Count the lines in the material that follows that contain the string "below", and give only that number.

_Source material_.
begin

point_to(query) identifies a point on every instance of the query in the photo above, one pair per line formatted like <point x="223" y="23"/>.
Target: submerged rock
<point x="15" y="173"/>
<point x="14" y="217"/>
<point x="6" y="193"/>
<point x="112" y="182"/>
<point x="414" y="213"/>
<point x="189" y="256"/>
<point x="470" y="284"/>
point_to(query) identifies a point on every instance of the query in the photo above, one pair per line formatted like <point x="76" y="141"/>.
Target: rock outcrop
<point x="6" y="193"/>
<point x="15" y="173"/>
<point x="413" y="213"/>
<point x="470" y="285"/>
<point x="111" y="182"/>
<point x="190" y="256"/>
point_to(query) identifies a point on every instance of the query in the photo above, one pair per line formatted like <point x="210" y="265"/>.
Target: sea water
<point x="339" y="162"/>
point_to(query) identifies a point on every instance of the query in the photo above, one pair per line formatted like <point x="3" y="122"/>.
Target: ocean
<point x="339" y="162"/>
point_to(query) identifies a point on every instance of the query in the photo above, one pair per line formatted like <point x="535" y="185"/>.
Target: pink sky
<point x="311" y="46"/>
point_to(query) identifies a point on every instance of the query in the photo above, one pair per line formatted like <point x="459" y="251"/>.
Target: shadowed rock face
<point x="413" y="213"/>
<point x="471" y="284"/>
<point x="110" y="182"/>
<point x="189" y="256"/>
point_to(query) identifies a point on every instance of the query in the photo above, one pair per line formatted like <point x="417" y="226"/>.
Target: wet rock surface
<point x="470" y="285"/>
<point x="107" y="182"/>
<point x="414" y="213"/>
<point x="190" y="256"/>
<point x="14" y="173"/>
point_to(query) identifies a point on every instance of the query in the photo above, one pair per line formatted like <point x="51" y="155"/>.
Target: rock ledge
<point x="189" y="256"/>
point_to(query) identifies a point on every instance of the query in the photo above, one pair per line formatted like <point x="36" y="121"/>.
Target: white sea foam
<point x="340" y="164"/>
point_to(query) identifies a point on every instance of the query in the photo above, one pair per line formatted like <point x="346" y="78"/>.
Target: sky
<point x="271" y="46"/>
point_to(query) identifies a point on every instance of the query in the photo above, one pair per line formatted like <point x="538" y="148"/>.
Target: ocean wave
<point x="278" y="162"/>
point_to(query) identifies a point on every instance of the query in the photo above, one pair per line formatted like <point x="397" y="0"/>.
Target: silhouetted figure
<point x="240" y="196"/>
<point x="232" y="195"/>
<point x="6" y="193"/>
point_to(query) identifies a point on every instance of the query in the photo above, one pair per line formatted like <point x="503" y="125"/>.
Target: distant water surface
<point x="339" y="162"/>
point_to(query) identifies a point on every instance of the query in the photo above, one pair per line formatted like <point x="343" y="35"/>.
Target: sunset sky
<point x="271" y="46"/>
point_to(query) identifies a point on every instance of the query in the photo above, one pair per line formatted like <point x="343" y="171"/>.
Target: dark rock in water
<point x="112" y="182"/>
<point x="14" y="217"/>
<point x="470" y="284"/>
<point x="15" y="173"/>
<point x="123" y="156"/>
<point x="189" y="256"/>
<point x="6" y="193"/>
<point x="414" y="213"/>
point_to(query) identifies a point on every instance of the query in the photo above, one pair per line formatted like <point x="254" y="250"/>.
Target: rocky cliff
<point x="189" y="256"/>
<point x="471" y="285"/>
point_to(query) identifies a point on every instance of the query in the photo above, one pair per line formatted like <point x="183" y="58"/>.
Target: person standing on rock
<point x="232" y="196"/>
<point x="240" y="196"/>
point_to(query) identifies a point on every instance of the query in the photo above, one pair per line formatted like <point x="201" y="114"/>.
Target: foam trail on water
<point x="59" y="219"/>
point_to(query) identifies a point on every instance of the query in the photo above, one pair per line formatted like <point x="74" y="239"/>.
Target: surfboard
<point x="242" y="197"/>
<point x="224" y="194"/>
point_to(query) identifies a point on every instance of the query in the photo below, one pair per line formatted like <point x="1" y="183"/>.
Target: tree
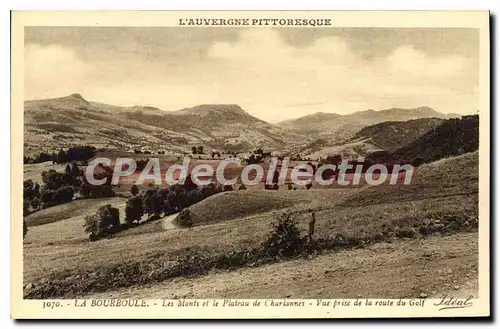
<point x="63" y="195"/>
<point x="134" y="190"/>
<point x="152" y="202"/>
<point x="104" y="222"/>
<point x="61" y="157"/>
<point x="35" y="203"/>
<point x="134" y="209"/>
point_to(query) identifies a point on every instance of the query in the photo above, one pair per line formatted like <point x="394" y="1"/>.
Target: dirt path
<point x="402" y="269"/>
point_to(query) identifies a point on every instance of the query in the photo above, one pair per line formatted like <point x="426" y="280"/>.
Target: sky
<point x="273" y="74"/>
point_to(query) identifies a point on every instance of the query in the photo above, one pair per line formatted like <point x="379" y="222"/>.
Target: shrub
<point x="285" y="239"/>
<point x="185" y="218"/>
<point x="134" y="209"/>
<point x="25" y="228"/>
<point x="194" y="196"/>
<point x="104" y="222"/>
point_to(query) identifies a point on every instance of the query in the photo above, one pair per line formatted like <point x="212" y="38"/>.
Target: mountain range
<point x="56" y="123"/>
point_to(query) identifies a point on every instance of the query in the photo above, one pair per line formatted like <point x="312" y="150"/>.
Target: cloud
<point x="53" y="71"/>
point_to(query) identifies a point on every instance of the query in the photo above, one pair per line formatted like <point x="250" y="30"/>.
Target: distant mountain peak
<point x="210" y="109"/>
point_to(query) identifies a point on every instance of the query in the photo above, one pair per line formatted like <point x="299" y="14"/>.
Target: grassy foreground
<point x="61" y="263"/>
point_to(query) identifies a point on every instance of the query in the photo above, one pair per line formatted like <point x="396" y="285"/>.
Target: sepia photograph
<point x="273" y="160"/>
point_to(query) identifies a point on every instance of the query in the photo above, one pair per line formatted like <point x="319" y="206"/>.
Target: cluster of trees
<point x="76" y="153"/>
<point x="257" y="156"/>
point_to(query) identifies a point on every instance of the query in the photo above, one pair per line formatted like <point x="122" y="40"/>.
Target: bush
<point x="104" y="222"/>
<point x="185" y="218"/>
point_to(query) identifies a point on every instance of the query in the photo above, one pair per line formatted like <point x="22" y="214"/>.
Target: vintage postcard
<point x="246" y="164"/>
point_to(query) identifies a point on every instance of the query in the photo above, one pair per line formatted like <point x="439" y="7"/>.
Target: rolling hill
<point x="62" y="122"/>
<point x="336" y="127"/>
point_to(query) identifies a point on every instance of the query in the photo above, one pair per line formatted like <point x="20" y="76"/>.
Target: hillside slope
<point x="61" y="122"/>
<point x="384" y="136"/>
<point x="336" y="127"/>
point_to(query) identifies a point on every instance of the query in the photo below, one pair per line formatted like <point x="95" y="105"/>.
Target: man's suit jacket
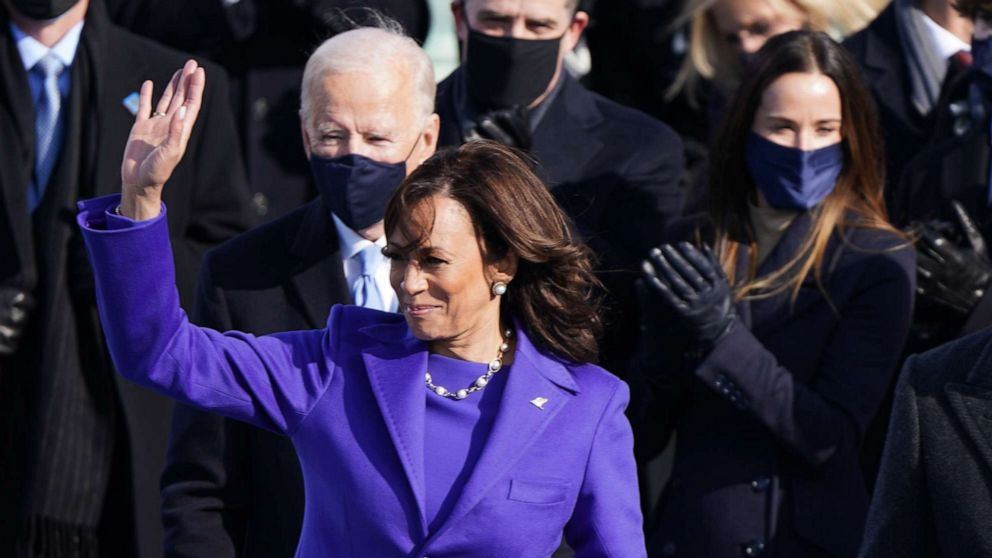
<point x="210" y="202"/>
<point x="231" y="489"/>
<point x="934" y="493"/>
<point x="351" y="397"/>
<point x="769" y="422"/>
<point x="879" y="52"/>
<point x="614" y="170"/>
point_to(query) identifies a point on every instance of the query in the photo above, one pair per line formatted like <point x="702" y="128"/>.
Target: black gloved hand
<point x="15" y="307"/>
<point x="692" y="283"/>
<point x="950" y="275"/>
<point x="510" y="127"/>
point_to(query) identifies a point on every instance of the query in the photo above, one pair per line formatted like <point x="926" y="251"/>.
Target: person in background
<point x="770" y="352"/>
<point x="932" y="497"/>
<point x="944" y="195"/>
<point x="906" y="54"/>
<point x="614" y="170"/>
<point x="725" y="34"/>
<point x="80" y="451"/>
<point x="263" y="45"/>
<point x="413" y="430"/>
<point x="231" y="489"/>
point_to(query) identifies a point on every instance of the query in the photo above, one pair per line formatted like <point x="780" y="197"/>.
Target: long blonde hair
<point x="856" y="200"/>
<point x="709" y="57"/>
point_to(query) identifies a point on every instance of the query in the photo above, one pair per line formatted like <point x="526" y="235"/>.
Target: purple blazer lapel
<point x="396" y="374"/>
<point x="518" y="423"/>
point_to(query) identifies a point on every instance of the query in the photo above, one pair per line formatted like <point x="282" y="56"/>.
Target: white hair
<point x="381" y="48"/>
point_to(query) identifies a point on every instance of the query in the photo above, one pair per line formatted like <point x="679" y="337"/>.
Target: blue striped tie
<point x="364" y="292"/>
<point x="48" y="126"/>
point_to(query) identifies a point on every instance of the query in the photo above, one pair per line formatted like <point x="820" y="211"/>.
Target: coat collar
<point x="395" y="368"/>
<point x="762" y="314"/>
<point x="971" y="403"/>
<point x="319" y="282"/>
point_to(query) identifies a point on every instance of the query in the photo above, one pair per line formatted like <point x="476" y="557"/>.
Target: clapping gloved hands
<point x="510" y="127"/>
<point x="691" y="283"/>
<point x="949" y="275"/>
<point x="15" y="308"/>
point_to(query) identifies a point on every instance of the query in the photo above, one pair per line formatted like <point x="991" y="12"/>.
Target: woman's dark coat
<point x="770" y="422"/>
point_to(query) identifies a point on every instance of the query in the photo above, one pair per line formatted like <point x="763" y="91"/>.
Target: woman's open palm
<point x="158" y="139"/>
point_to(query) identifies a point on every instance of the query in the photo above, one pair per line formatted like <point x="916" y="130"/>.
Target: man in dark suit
<point x="263" y="45"/>
<point x="368" y="95"/>
<point x="80" y="451"/>
<point x="933" y="497"/>
<point x="906" y="53"/>
<point x="945" y="191"/>
<point x="614" y="170"/>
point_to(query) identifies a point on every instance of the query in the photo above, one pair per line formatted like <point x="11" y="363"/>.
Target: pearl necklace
<point x="482" y="381"/>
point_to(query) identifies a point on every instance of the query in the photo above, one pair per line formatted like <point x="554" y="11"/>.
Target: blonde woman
<point x="723" y="33"/>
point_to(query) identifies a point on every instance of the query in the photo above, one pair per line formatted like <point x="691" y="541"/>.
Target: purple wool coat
<point x="351" y="398"/>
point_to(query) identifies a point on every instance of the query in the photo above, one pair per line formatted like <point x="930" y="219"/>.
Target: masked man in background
<point x="367" y="119"/>
<point x="614" y="170"/>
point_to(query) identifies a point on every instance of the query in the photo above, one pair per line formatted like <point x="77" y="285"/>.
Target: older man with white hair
<point x="230" y="489"/>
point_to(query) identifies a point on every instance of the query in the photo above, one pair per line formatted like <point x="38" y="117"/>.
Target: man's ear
<point x="504" y="269"/>
<point x="461" y="17"/>
<point x="305" y="135"/>
<point x="579" y="23"/>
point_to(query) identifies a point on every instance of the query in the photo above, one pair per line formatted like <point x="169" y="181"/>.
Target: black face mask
<point x="504" y="72"/>
<point x="42" y="9"/>
<point x="356" y="188"/>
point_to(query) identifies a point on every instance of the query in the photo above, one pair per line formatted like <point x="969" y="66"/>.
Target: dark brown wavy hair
<point x="554" y="292"/>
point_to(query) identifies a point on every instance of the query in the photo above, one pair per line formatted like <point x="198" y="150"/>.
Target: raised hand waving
<point x="158" y="140"/>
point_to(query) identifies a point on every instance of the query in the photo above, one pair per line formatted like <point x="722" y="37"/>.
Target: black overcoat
<point x="63" y="358"/>
<point x="232" y="489"/>
<point x="769" y="423"/>
<point x="934" y="492"/>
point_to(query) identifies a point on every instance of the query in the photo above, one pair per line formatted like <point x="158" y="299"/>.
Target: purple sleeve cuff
<point x="99" y="214"/>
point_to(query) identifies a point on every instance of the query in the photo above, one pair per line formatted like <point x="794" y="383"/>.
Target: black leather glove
<point x="952" y="275"/>
<point x="15" y="307"/>
<point x="510" y="127"/>
<point x="691" y="282"/>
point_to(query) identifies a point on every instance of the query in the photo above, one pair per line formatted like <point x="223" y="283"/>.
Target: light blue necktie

end

_Complete response_. 2